Format everything from the line containing "A single point marks each instance of the roof ridge, shaped" down to the line containing "<point>880,302</point>", both included, as a Markdown table with the columns Row and Entry line. Skip blank lines and leave the pictures out.

## INPUT DATA
* * *
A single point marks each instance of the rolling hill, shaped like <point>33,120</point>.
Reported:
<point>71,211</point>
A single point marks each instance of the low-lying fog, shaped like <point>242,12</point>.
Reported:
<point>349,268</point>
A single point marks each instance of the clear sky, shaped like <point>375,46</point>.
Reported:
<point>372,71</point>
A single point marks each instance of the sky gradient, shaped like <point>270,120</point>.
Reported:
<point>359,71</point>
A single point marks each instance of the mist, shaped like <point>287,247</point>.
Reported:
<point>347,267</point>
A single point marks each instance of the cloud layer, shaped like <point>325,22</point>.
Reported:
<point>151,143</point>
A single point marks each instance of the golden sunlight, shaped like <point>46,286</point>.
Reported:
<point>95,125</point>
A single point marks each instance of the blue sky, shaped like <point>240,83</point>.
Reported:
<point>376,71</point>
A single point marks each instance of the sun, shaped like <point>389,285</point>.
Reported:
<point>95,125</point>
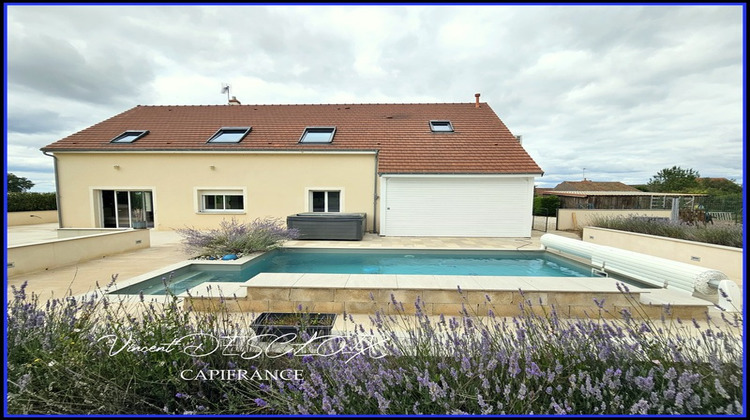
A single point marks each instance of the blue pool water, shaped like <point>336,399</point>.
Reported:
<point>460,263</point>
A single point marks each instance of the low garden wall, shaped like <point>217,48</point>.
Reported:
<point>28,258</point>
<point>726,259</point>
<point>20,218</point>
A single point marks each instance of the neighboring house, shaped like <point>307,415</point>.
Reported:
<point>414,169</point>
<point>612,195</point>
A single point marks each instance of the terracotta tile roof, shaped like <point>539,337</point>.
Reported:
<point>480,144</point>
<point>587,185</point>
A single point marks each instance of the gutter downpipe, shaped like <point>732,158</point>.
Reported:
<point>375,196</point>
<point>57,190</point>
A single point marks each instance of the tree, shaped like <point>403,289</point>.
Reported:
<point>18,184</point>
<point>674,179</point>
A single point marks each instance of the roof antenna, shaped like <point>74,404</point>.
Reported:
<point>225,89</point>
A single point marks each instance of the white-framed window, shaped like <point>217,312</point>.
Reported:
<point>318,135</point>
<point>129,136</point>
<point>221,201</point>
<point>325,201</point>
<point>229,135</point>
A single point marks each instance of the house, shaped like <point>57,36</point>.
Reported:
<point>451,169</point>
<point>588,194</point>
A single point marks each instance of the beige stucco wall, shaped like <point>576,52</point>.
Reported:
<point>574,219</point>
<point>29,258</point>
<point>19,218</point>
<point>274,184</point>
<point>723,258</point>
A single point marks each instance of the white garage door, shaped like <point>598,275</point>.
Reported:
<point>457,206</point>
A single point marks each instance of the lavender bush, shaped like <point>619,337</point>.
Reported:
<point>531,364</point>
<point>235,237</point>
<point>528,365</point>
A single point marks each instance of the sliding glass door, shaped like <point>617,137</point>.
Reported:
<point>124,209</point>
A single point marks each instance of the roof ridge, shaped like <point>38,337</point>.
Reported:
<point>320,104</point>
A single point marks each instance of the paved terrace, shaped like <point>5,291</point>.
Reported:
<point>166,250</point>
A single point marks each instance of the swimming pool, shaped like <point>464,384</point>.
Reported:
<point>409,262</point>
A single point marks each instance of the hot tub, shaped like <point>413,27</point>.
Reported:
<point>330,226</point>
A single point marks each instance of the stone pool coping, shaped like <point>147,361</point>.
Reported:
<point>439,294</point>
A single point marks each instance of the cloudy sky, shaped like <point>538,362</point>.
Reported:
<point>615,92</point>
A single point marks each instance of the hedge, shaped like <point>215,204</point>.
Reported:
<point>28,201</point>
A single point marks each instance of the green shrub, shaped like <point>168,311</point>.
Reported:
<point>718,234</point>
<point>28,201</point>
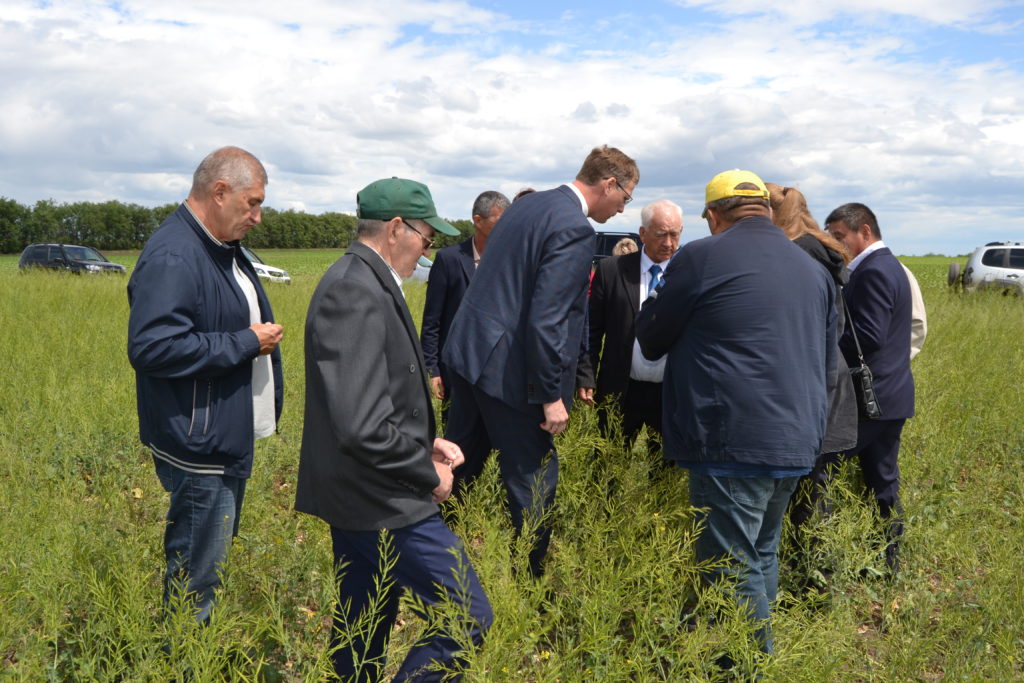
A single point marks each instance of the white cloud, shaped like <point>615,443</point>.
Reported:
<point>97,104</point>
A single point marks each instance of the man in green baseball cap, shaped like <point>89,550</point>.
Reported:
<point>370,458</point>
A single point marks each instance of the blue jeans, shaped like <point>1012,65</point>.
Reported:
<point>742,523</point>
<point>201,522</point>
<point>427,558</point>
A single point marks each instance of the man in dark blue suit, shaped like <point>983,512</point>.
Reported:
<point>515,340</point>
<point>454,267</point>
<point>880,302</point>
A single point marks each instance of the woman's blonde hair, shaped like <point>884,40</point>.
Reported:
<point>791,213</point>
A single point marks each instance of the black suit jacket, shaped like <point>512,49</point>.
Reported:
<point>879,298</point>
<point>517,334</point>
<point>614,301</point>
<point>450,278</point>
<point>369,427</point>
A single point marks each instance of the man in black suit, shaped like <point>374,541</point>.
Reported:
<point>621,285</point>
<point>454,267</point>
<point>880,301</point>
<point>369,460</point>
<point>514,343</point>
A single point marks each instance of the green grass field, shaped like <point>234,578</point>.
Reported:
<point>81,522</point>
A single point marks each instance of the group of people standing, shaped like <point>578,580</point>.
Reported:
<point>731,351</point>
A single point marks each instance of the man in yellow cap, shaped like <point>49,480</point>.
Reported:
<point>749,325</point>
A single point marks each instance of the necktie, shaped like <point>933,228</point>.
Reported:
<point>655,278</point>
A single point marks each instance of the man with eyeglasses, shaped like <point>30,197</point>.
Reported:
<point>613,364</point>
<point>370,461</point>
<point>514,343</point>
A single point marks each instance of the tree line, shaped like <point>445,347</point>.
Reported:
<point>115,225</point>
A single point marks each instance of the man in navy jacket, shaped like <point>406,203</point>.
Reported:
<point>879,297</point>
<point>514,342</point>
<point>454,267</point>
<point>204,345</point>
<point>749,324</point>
* * *
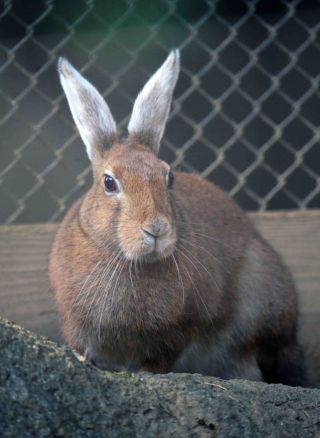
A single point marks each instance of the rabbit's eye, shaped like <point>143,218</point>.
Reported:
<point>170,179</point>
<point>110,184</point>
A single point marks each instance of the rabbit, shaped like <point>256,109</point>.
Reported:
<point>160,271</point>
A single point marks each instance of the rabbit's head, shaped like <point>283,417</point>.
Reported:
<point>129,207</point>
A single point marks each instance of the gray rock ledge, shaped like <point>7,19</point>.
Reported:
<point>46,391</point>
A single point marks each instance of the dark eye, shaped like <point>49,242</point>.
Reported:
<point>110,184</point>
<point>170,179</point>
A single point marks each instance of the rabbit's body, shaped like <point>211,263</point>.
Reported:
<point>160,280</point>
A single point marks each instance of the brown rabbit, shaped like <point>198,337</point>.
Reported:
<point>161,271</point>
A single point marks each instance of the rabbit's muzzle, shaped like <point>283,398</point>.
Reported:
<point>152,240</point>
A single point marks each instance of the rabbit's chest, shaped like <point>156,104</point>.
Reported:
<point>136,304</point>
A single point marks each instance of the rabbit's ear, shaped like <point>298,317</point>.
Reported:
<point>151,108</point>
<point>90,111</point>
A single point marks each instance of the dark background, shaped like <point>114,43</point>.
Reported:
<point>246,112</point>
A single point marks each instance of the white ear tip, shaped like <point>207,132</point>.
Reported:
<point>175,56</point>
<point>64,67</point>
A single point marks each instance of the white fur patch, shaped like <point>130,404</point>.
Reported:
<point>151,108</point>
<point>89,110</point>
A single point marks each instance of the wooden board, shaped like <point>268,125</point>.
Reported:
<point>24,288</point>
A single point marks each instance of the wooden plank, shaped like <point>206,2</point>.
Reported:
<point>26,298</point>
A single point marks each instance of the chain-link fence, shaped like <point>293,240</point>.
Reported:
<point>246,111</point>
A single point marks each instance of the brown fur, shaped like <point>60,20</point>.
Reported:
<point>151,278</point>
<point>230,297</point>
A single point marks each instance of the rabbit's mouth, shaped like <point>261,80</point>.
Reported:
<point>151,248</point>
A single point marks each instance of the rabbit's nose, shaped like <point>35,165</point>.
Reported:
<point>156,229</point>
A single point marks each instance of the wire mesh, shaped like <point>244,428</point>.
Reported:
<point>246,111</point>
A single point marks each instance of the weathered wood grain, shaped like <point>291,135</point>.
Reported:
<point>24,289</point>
* * *
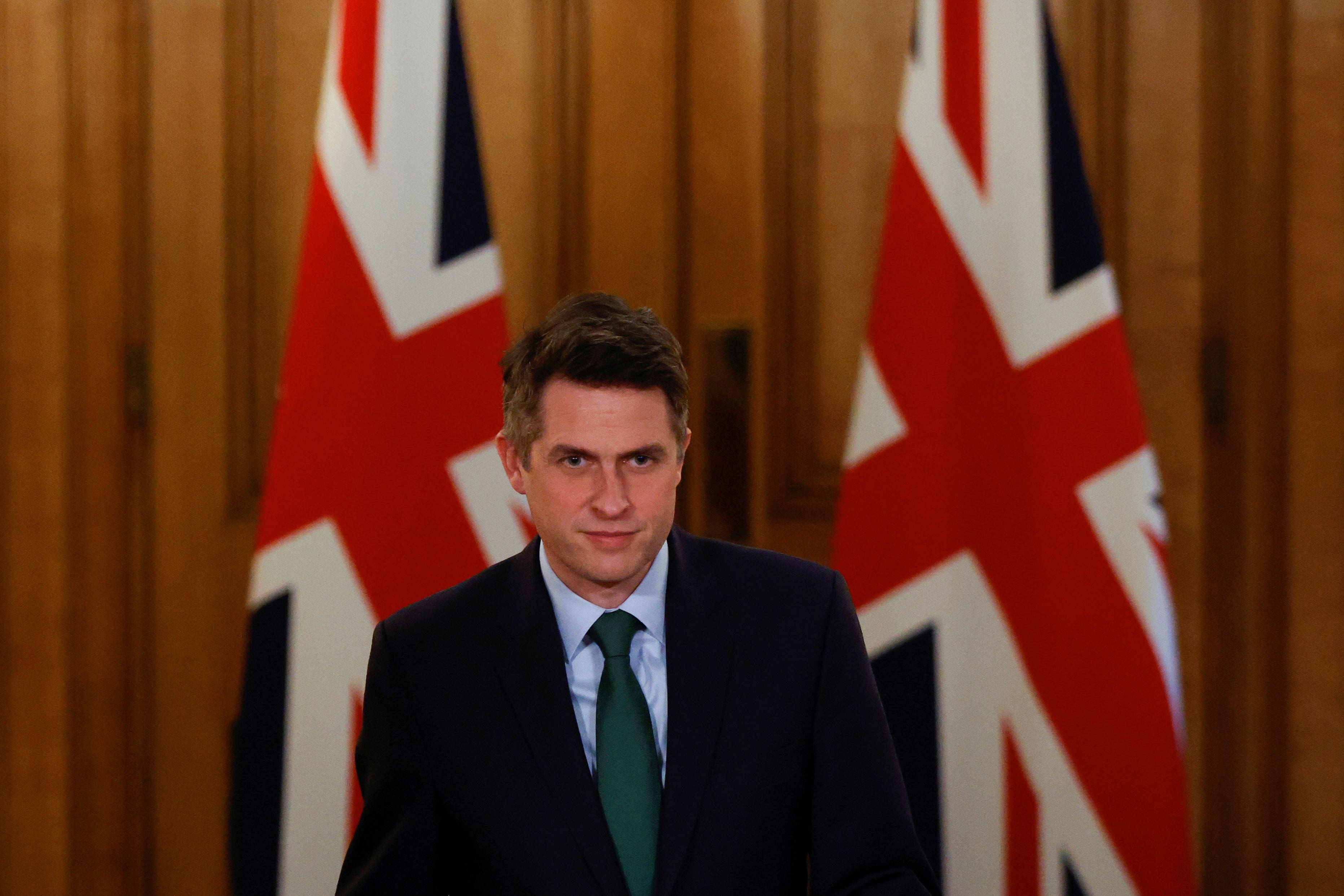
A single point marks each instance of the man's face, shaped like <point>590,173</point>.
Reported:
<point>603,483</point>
* * *
## EXERCISE RESULT
| Row | Entry line |
|---|---|
| 1 | A single point marks each instance of the roof ridge, shaped like <point>38,337</point>. |
| 2 | Reported: |
| 3 | <point>320,104</point> |
| 4 | A single point marks each instance of the paved terrace, shaped like <point>5,291</point>. |
| 5 | Reported: |
| 6 | <point>166,250</point> |
| 7 | A single point marks each instance of the swimming pool, shaped like <point>464,384</point>. |
| 8 | Reported: |
| 9 | <point>409,262</point> |
| 10 | A single point marks each instance of the hot tub, shaped like <point>413,27</point>. |
| 11 | Reported: |
| 12 | <point>330,226</point> |
| 13 | A single point marks each instance of the stone pool coping, shaped like <point>147,361</point>. |
| 14 | Reported: |
| 15 | <point>439,294</point> |
| 16 | A single point marks each instance of the cloudy sky, shaped like <point>538,362</point>. |
| 17 | Reported: |
| 18 | <point>615,92</point> |
| 19 | A single point marks each instance of the hedge, shaped like <point>215,204</point>. |
| 20 | Reported: |
| 21 | <point>28,201</point> |
| 22 | A single point marks each instance of the green shrub, shaped like <point>168,311</point>. |
| 23 | Reported: |
| 24 | <point>718,234</point> |
| 25 | <point>28,201</point> |
| 26 | A single point marks each instance of the white cloud, shaped like <point>615,443</point>. |
| 27 | Reported: |
| 28 | <point>97,104</point> |
| 29 | A single point marks each instance of the man in green baseball cap, shaped like <point>89,550</point>. |
| 30 | Reported: |
| 31 | <point>370,458</point> |
| 32 | A single point marks each instance of the blue jeans, shaped like <point>1012,65</point>. |
| 33 | Reported: |
| 34 | <point>742,523</point> |
| 35 | <point>201,522</point> |
| 36 | <point>427,558</point> |
| 37 | A single point marks each instance of the man in dark blue suit, shaped like <point>983,512</point>. |
| 38 | Reported: |
| 39 | <point>515,340</point> |
| 40 | <point>454,267</point> |
| 41 | <point>880,302</point> |